## Task
Format every line of the items below as a JSON list of strings, one string per line, and drop the blank lines. Leave the pictures out of your answer.

Detection items
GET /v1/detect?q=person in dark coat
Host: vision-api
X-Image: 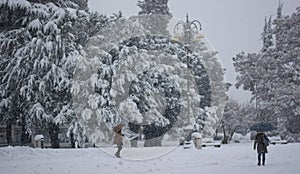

[113,124,124,158]
[253,132,270,166]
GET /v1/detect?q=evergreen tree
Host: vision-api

[1,0,88,147]
[233,4,300,140]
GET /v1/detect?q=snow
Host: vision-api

[34,135,44,141]
[0,142,300,174]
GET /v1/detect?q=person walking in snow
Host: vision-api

[253,132,270,166]
[113,124,124,158]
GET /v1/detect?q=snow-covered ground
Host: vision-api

[0,143,300,174]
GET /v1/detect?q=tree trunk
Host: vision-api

[21,116,31,146]
[222,125,228,144]
[49,123,59,148]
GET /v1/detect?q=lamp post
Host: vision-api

[174,14,201,121]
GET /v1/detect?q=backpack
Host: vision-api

[263,136,269,146]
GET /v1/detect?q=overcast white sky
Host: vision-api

[89,0,300,103]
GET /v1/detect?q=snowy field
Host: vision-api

[0,143,300,174]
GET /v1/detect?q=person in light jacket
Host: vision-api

[113,125,124,158]
[253,132,270,166]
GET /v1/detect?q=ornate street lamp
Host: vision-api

[174,14,202,122]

## Full output
[
  "GET /v1/detect?q=person in dark coat",
  "Host: vision-api",
  "X-Image: ",
  "[113,124,124,158]",
  "[253,132,270,166]",
  "GET /v1/detect?q=evergreen tree",
  "Host: vision-api",
  "[1,0,88,147]",
  "[233,4,300,140]",
  "GET /v1/detect?q=snow",
  "Host: vision-api",
  "[34,135,44,141]",
  "[0,142,300,174]",
  "GET /v1/detect?q=person walking in snow",
  "Host: vision-api",
  "[253,132,270,166]",
  "[113,124,124,158]",
  "GET /v1/detect?q=snow-covered ground",
  "Host: vision-api",
  "[0,143,300,174]",
  "GET /v1/detect?q=tree trunk",
  "Host: vision-api",
  "[21,116,31,146]",
  "[222,125,228,144]",
  "[49,123,59,148]",
  "GET /v1/detect?q=lamp post",
  "Host: vision-api",
  "[174,14,201,121]",
  "GET /v1/detect?q=backpack",
  "Host: vision-api",
  "[263,136,269,146]",
  "GET /v1/detect?q=overcast white sky",
  "Host: vision-api",
  "[89,0,300,103]",
  "GET /v1/detect?q=snowy field",
  "Host: vision-api",
  "[0,143,300,174]",
  "GET /v1/detect?q=person in light jacket",
  "Host: vision-api",
  "[113,125,124,158]",
  "[253,132,270,166]",
  "GET /v1/detect?q=ornate street lamp",
  "Host: vision-api",
  "[174,14,202,122]"
]